• [THE REQUEST]: Restate every line of the material, word for word.

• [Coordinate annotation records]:
※

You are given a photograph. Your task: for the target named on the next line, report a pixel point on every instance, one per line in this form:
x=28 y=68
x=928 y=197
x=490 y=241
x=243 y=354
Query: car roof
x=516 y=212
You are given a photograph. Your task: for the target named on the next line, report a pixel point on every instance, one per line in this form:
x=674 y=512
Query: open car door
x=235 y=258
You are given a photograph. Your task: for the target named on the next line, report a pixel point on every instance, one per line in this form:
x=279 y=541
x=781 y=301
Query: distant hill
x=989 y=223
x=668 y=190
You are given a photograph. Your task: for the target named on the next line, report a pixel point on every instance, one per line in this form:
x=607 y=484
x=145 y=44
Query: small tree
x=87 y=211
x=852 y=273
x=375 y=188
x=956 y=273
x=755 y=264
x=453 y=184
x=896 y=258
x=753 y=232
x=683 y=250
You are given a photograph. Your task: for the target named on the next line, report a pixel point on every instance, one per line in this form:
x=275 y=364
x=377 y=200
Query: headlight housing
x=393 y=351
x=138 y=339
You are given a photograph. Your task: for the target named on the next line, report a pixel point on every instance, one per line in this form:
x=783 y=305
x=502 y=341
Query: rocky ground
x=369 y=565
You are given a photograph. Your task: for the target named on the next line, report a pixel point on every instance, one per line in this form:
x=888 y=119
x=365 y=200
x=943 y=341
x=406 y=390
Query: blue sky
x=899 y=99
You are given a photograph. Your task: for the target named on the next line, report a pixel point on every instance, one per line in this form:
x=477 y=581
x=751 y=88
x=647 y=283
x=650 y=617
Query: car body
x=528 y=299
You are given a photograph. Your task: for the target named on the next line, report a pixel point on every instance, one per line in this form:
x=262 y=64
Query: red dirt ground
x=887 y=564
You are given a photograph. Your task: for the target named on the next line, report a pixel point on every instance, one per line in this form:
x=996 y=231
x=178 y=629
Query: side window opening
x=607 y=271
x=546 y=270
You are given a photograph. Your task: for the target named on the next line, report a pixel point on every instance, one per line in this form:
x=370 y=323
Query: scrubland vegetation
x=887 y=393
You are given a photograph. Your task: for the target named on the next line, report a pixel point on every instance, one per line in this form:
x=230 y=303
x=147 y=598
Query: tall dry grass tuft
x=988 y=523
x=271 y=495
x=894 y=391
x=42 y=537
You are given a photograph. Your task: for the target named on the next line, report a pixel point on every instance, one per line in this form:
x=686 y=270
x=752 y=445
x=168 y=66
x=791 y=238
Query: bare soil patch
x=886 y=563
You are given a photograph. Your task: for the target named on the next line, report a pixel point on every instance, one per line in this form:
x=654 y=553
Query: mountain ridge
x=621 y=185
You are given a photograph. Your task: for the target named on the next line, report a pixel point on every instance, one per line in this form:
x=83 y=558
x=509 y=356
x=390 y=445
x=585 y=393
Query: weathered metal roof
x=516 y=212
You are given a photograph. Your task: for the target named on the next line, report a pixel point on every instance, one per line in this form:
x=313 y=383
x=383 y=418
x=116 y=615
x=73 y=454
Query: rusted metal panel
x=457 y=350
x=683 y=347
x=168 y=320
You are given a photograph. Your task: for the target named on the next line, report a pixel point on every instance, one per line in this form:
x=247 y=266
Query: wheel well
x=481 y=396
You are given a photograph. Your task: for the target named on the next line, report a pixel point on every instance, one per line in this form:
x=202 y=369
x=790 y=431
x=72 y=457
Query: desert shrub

※

• [RESPONSE BELOW]:
You are given a photograph. Your task: for the target named on the next line, report a pixel point on every instance, one per line in this form:
x=28 y=68
x=928 y=197
x=490 y=241
x=243 y=354
Query: car roof
x=516 y=212
You are given a photograph. Your task: for the target named on the next line, report a pixel point on every instance, one per line in this form:
x=674 y=512
Query: open car door
x=235 y=258
You are given a photograph. Your task: for the target named on the next line, report a pixel point on every instance, one per line in this form:
x=279 y=541
x=781 y=301
Query: distant hill
x=989 y=223
x=668 y=190
You are given a photograph. Your task: for the target named on the next line, report a pixel point on every instance, one per line in this form:
x=607 y=484
x=145 y=44
Query: small tree
x=87 y=211
x=852 y=273
x=375 y=188
x=956 y=273
x=755 y=264
x=453 y=184
x=896 y=258
x=753 y=232
x=683 y=250
You are given a photograph. Your task: for the target named on the next line, report a pixel point on every instance, one per line in this form:
x=275 y=364
x=377 y=200
Query: headlight housing
x=393 y=351
x=138 y=339
You are given a photograph. Your task: for the target named on the next line, report a pixel point on every instance, one per line in this form:
x=783 y=305
x=502 y=341
Query: rocky ground
x=369 y=565
You are given a photograph. Your task: for the target named on the next line, report a pixel point on every instance, one per line in this form:
x=888 y=119
x=365 y=200
x=943 y=341
x=406 y=390
Query: blue sky
x=899 y=99
You are given a photograph. Your task: for the target named on the next line, report a pixel point on every instance, one per line in this form:
x=477 y=581
x=751 y=88
x=647 y=283
x=650 y=617
Query: car body
x=528 y=299
You are given a photograph. Your task: for the target named on the next line, report a pixel point on every instance, one per line in this form:
x=262 y=64
Query: red dirt ground
x=887 y=564
You are given a photograph. Your task: for the target named on the next line, report a pixel point on every instance, one per line in this form:
x=996 y=231
x=178 y=629
Query: side window opening
x=607 y=271
x=546 y=270
You are given a photograph. Your task: for the target named on the next line, report a pixel point on every instance, one per line in this form:
x=370 y=323
Query: scrubland vegetation
x=887 y=393
You are given a photograph. Your task: for the target named on the next line, report a pixel point on every instance, one per line in this form:
x=230 y=303
x=147 y=598
Query: tall dry grass tuft
x=988 y=523
x=271 y=495
x=894 y=391
x=42 y=537
You are given a photograph. Your task: for the target named on the next line, report a pixel point on every instance, one per line in this form:
x=686 y=270
x=752 y=445
x=168 y=66
x=791 y=238
Query: bare soil patch
x=886 y=563
You are given a photograph. Your task: for the target named on the next line, report a pixel point on every instance, one per line in this form:
x=654 y=553
Query: mountain ridge
x=621 y=185
You are given a photograph. Your task: for the target named on the next line, report a pixel point on every instance, one per line in this form:
x=83 y=558
x=509 y=356
x=390 y=445
x=585 y=393
Query: weathered metal roof
x=516 y=212
You are given a photograph. Your task: for the target named on the next line, report a pixel point on every instance, one per line in this form:
x=313 y=383
x=383 y=418
x=116 y=615
x=73 y=454
Query: rusted metal panel
x=457 y=350
x=683 y=347
x=168 y=320
You are given a photograph. Your task: for the target named on the next line, report a pixel point on every instance, one per line in this form:
x=247 y=266
Query: wheel well
x=481 y=396
You are given a photograph. Your task: for the target named on the next line, report a pixel point on every instance, one per line in this form:
x=202 y=369
x=790 y=431
x=72 y=457
Query: desert shrub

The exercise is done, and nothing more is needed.